I had to laugh reading this....Your post made me think of this article I came across not long ago....about Alpha Females & the type of men that "work" best for them... they didn't call these females "*High Maintenance*"... but it's very clear, by some of the responses on this thread...it fits...

What Alpha Women Should Look for in a Relationship Ready Man | Dating Without Drama 

You say if a man isn't ALPHA enough to handle you, go find a Beta to control ....in many of these cases it is the Beta males who CAN HANDLE the Alpha females.... in fact ENJOY handling them... They are even more attracted to them [email protected]#$% 




> An alpha woman can best be described as a total B.I.T.C.H., otherwise known as a Babe In Total Control of Herself. She’s confident and assertive. She’s good looking and intelligent. She’s sassy, bossy and classy – all at the same time. And when it comes to relationship ready men, she prefers to run the show and have the final say. ...

◆ **PROVIDED INFORMATION**

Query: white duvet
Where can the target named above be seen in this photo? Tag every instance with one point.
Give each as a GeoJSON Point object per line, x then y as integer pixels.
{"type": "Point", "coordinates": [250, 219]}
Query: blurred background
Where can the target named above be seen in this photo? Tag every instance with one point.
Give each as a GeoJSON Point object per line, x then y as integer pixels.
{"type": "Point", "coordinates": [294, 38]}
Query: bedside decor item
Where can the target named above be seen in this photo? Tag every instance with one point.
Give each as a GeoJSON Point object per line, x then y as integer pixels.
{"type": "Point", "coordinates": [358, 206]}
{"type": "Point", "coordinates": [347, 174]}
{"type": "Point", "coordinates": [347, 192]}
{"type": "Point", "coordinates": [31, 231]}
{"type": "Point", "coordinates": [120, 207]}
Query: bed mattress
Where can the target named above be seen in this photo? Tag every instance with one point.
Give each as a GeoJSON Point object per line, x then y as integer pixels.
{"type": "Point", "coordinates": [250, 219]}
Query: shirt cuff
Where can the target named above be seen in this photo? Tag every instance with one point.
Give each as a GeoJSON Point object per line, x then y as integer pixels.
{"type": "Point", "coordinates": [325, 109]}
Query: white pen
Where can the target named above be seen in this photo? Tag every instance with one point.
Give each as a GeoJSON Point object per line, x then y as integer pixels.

◆ **REQUIRED WORK**
(a) In the forum post about alpha women above, transcribe the passage starting at "I had to laugh" and ending at "this thread...it fits...".
(b) According to the forum post about alpha women, what does the quoted article say the letters B.I.T.C.H. stand for?

◆ **SOLUTIONS TO THE TASKS**
(a)
I had to laugh reading this....Your post made me think of this article I came across not long ago....about Alpha Females & the type of men that "work" best for them... they didn't call these females "*High Maintenance*"... but it's very clear, by some of the responses on this thread...it fits...

(b) Babe In Total Control of Herself.